[Your goal]: Without the images, output each record below as it stands.

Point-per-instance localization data
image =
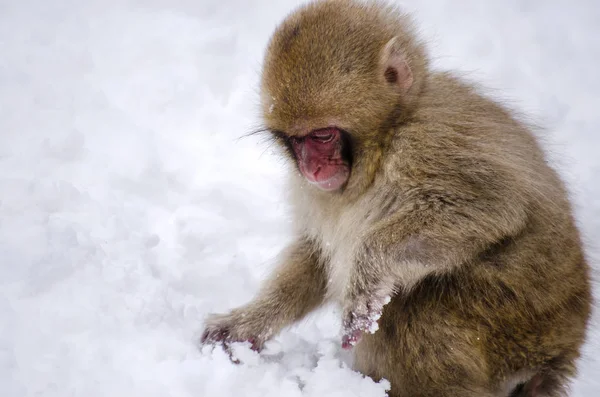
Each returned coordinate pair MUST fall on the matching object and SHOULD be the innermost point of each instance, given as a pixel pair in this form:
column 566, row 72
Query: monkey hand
column 361, row 316
column 225, row 329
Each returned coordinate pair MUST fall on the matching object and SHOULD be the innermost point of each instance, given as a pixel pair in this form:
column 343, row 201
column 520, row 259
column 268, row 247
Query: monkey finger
column 351, row 339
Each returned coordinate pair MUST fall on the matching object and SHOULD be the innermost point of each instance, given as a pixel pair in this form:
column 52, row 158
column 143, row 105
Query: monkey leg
column 424, row 353
column 296, row 287
column 550, row 381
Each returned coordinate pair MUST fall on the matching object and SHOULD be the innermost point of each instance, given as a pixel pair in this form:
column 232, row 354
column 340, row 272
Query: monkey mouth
column 332, row 182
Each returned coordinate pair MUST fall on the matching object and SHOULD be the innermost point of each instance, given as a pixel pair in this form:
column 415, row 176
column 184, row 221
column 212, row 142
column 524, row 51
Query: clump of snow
column 130, row 209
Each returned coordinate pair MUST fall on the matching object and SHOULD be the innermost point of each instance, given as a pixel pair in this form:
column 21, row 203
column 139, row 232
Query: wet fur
column 450, row 203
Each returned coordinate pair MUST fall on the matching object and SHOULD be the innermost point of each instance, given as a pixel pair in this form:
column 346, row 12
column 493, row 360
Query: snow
column 130, row 209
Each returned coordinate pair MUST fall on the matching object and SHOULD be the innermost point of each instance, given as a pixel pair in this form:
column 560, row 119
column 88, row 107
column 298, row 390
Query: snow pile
column 130, row 208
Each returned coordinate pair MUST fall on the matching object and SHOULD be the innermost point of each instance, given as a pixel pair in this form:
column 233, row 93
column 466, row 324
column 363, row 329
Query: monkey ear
column 394, row 67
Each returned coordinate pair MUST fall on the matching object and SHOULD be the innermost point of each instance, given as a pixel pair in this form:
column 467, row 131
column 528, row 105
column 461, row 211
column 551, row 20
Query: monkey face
column 333, row 88
column 321, row 158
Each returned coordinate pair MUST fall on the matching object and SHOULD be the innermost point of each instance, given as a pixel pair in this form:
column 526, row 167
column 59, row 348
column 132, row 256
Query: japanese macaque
column 426, row 210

[Answer to this task]:
image =
Each returned coordinate pair MUST fall on the matching object and SHOULD be the innermost point of each instance, given as a pixel pair in this form:
column 566, row 72
Query: monkey hand
column 361, row 316
column 225, row 329
Each returned coordinate pair MUST fall on the matching object and SHOULD be the innermost point of each instance, given as a pixel pair in this form:
column 343, row 201
column 520, row 259
column 268, row 247
Query: monkey finger
column 351, row 339
Each returned coordinate pair MUST fall on the matching object and SHOULD be the innermost point of each instance, given as a pixel pair in this form:
column 52, row 158
column 143, row 105
Query: monkey leg
column 424, row 353
column 296, row 287
column 550, row 381
Each returned coordinate pair MUST fall on the matching object and SHOULD be the innermost point of each instance, given as a pixel pair in this form:
column 232, row 354
column 340, row 272
Query: monkey mouth
column 332, row 182
Each returned coordinate pair MUST fall on the matching object and SHOULD be the innermost point of each instance, given as a pixel pair in this form:
column 415, row 176
column 184, row 221
column 212, row 142
column 524, row 51
Query: clump of snow
column 130, row 209
Each returned coordinate pair MUST fall on the matching object and SHOULD be the innermost point of each instance, given as a pixel pair in this form:
column 21, row 203
column 139, row 232
Query: wet fur
column 450, row 203
Each returned coordinate pair MUST fall on the matching object and SHOULD be the innermost point of each instance, given as a pixel pair in this form:
column 346, row 12
column 493, row 360
Query: snow
column 130, row 209
Each returned coordinate pair MUST fall on the matching object and SHOULD be the innermost point of each instance, given as a pixel pair in this form:
column 560, row 119
column 88, row 107
column 298, row 390
Query: snow pile
column 130, row 208
Each returned coordinate pair MUST fall on the matching object and SHOULD be the innermost point of each instance, given as a pixel pair in this form:
column 233, row 93
column 466, row 324
column 363, row 329
Query: monkey ear
column 394, row 67
Each returned coordinate pair MUST fall on the matching object and SHOULD be the innermost point of each instance, given as a pixel pair in this form:
column 467, row 131
column 528, row 105
column 461, row 211
column 551, row 20
Query: monkey face
column 333, row 88
column 321, row 158
Each returned coordinate pair MUST fall on the matching object and SHOULD be the innermost point of each instance, given as a pixel pair in this form:
column 526, row 167
column 59, row 348
column 132, row 256
Query: japanese macaque
column 426, row 210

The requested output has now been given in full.